> [What to produce]
Every line of the material that includes the word "below" is to be shown.
=-=-=
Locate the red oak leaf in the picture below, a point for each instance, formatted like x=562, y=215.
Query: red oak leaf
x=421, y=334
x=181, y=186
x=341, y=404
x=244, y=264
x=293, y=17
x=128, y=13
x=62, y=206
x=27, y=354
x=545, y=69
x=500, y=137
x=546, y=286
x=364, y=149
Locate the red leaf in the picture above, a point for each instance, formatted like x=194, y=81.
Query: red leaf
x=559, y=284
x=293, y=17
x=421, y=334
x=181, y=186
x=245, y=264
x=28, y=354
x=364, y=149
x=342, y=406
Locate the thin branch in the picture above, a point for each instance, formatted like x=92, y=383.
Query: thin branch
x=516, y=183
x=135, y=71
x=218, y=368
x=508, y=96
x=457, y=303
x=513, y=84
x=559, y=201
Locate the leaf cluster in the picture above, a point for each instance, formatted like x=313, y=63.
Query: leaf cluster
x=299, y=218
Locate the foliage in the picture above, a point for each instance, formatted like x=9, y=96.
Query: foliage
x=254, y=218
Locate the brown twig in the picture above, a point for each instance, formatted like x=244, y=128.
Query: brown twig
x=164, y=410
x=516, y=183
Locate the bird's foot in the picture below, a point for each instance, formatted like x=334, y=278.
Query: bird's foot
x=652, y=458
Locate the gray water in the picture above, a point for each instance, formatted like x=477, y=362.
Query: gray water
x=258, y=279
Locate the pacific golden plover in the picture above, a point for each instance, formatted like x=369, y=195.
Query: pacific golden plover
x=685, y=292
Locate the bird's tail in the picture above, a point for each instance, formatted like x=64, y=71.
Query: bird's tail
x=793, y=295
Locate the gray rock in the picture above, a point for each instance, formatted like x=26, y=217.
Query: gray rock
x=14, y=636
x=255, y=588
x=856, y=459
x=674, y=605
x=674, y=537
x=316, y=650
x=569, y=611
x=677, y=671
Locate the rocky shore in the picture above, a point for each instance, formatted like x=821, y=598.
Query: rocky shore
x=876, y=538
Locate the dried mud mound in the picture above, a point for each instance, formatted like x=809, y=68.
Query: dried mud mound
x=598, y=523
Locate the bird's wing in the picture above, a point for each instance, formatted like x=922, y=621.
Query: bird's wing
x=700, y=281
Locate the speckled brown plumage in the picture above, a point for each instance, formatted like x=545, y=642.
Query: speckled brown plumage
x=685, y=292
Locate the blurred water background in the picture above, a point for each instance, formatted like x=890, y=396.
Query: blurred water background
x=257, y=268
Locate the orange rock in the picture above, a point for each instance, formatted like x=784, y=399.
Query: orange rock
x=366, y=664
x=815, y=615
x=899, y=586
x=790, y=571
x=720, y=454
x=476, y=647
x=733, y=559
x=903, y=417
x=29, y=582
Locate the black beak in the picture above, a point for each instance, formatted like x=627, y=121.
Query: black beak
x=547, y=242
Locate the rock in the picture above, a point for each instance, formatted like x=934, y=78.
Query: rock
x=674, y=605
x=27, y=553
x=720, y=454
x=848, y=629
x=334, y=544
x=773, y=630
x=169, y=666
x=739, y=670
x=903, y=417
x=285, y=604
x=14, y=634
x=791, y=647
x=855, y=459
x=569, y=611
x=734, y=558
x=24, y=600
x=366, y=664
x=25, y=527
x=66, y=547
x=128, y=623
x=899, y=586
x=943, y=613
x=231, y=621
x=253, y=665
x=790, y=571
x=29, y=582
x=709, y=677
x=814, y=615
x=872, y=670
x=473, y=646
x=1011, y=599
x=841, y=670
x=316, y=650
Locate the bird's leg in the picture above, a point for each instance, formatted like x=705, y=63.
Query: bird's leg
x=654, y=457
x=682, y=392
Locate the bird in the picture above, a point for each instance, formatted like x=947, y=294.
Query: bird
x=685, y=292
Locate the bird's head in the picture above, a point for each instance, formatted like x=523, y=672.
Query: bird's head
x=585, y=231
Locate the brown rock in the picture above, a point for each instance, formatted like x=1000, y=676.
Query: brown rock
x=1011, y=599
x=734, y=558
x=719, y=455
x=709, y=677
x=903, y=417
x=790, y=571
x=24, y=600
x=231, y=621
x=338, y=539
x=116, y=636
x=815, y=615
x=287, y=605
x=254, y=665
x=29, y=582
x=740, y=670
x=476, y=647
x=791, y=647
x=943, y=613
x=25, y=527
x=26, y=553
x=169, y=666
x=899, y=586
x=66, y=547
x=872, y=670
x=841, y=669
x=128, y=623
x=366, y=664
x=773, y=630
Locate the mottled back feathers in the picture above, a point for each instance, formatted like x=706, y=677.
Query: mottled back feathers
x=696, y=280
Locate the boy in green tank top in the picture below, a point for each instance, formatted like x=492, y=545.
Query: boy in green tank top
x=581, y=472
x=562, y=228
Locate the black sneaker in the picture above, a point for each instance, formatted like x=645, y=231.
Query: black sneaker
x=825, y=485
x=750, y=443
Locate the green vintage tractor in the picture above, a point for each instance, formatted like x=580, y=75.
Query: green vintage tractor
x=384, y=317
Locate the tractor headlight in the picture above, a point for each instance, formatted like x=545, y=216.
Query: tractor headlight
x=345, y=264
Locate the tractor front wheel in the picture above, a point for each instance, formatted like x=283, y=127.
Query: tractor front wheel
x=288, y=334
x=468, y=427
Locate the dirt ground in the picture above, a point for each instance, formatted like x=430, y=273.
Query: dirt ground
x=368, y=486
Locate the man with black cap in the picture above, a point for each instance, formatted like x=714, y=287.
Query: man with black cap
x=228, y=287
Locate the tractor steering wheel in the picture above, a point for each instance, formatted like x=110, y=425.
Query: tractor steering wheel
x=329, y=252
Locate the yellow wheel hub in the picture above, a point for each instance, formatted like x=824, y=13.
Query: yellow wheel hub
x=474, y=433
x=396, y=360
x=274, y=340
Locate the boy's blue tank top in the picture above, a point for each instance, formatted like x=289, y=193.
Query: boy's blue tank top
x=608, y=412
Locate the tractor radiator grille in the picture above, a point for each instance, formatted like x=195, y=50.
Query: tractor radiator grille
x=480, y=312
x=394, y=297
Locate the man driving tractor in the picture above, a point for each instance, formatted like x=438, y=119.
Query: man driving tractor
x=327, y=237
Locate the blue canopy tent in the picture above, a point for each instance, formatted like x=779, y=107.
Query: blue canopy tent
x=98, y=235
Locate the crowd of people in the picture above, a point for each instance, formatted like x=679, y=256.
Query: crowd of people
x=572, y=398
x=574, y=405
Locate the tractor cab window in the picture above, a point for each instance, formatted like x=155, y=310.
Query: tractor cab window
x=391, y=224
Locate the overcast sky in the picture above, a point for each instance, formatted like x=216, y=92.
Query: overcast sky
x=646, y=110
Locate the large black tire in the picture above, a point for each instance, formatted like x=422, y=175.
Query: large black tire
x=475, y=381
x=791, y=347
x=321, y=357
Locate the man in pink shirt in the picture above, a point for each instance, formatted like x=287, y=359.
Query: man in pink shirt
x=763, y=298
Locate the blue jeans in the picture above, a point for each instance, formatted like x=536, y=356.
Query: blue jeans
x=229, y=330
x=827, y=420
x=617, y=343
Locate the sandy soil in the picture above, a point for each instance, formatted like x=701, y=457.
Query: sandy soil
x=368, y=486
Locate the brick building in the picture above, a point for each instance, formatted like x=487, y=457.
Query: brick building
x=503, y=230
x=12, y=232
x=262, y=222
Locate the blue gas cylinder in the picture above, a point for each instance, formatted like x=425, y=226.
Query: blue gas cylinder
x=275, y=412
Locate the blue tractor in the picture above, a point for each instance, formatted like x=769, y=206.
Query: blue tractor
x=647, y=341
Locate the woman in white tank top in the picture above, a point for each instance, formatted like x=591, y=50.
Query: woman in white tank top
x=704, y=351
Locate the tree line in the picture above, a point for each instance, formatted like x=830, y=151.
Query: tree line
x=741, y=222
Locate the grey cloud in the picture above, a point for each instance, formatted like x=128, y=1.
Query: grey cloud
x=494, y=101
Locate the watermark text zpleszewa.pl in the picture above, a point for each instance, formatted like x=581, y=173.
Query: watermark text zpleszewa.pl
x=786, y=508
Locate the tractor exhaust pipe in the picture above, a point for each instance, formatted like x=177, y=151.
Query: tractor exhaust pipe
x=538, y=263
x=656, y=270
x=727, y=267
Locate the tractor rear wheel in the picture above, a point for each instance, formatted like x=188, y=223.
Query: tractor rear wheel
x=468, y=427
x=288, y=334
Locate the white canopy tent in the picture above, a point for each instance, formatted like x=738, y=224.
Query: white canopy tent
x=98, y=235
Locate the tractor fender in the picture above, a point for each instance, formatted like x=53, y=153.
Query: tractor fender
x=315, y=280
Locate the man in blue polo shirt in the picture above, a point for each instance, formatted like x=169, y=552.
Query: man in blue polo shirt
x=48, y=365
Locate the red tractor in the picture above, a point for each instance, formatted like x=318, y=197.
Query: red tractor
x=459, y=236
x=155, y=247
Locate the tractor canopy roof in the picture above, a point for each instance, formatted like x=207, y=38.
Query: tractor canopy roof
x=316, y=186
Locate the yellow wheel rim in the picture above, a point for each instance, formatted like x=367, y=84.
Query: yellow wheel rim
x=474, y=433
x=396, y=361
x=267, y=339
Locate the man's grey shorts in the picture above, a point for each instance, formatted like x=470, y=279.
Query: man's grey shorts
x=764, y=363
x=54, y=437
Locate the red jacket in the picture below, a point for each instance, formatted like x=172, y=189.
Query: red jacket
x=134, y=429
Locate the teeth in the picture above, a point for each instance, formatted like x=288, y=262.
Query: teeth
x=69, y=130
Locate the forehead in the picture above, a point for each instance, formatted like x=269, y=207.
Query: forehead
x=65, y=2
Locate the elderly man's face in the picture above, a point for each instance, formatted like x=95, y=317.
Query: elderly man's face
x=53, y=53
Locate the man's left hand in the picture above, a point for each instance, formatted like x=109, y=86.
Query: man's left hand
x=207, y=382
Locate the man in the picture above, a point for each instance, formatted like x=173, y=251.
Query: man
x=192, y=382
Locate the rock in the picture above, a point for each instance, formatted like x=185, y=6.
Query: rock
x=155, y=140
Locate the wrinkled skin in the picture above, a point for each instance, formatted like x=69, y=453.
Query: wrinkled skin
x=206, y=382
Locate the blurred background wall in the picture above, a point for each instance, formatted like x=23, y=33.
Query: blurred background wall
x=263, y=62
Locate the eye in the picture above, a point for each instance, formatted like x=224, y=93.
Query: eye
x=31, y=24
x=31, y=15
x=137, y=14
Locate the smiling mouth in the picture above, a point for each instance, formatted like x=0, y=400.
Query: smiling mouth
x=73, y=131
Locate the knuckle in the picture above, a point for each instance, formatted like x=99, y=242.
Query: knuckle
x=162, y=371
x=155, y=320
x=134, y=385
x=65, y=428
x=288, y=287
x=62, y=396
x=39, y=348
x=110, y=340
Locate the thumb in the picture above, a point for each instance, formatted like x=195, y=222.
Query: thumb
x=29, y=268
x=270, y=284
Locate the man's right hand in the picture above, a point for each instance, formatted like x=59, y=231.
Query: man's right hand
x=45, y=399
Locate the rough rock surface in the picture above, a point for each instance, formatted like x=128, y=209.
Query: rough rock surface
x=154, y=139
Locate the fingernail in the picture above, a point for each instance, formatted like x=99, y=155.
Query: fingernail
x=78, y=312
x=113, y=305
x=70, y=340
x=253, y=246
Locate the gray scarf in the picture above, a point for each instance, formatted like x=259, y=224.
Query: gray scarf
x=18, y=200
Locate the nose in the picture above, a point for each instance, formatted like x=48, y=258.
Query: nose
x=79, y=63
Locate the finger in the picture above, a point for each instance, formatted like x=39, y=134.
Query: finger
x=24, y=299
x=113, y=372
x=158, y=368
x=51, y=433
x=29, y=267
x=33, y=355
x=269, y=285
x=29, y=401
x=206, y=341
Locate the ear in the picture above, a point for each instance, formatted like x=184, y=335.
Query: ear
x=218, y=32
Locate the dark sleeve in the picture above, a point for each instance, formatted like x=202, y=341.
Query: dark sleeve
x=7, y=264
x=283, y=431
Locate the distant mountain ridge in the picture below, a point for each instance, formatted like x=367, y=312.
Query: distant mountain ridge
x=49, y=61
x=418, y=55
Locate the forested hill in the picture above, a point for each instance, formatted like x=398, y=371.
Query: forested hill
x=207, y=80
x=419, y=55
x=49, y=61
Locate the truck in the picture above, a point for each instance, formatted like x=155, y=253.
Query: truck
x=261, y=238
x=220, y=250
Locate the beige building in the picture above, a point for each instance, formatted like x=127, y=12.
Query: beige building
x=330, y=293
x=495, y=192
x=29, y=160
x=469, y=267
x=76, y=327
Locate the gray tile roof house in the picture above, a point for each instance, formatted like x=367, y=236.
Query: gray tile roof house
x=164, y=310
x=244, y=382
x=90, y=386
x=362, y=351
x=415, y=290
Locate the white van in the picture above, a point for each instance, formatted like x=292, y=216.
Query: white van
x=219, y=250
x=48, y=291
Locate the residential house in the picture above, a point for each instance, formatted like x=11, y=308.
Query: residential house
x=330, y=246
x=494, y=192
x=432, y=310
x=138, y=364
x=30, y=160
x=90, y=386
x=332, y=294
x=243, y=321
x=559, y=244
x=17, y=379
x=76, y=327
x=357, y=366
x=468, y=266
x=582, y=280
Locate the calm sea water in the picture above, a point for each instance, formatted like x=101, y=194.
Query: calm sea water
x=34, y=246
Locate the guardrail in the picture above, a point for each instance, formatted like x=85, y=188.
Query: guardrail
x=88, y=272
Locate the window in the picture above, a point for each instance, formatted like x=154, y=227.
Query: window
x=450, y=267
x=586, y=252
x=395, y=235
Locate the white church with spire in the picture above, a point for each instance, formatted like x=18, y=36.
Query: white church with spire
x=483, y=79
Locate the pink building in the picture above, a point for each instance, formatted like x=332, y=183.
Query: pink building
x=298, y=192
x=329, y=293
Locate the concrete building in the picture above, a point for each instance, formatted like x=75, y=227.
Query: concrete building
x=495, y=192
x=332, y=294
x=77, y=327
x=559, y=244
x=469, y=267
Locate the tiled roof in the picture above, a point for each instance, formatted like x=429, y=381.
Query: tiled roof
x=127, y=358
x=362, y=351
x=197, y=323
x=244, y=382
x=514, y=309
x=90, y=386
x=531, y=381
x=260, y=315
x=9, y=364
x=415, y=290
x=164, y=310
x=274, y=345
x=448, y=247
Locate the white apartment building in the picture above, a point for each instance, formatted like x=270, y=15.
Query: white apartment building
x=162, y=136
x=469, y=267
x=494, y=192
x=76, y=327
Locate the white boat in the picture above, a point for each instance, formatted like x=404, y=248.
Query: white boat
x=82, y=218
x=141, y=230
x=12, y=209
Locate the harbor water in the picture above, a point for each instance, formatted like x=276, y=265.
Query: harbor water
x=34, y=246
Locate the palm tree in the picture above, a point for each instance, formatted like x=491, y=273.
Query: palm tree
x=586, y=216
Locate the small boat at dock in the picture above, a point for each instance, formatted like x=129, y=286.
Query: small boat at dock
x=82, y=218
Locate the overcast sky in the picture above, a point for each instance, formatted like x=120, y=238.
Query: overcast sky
=-=-=
> [Solution to the problem]
Locate the red oak leaf in the picture below, a point for each instance, formatted like x=562, y=215.
Locate the bird's foot in the picture below, a point for each instance, formatted like x=334, y=278.
Locate the boy in green tank top in the picture below, a point for each instance, formatted like x=492, y=545.
Locate the red jacket in the picture below, a point for each instance, formatted like x=172, y=189.
Locate the distant mountain ridge in the picture below, a point for each instance, formatted like x=367, y=312.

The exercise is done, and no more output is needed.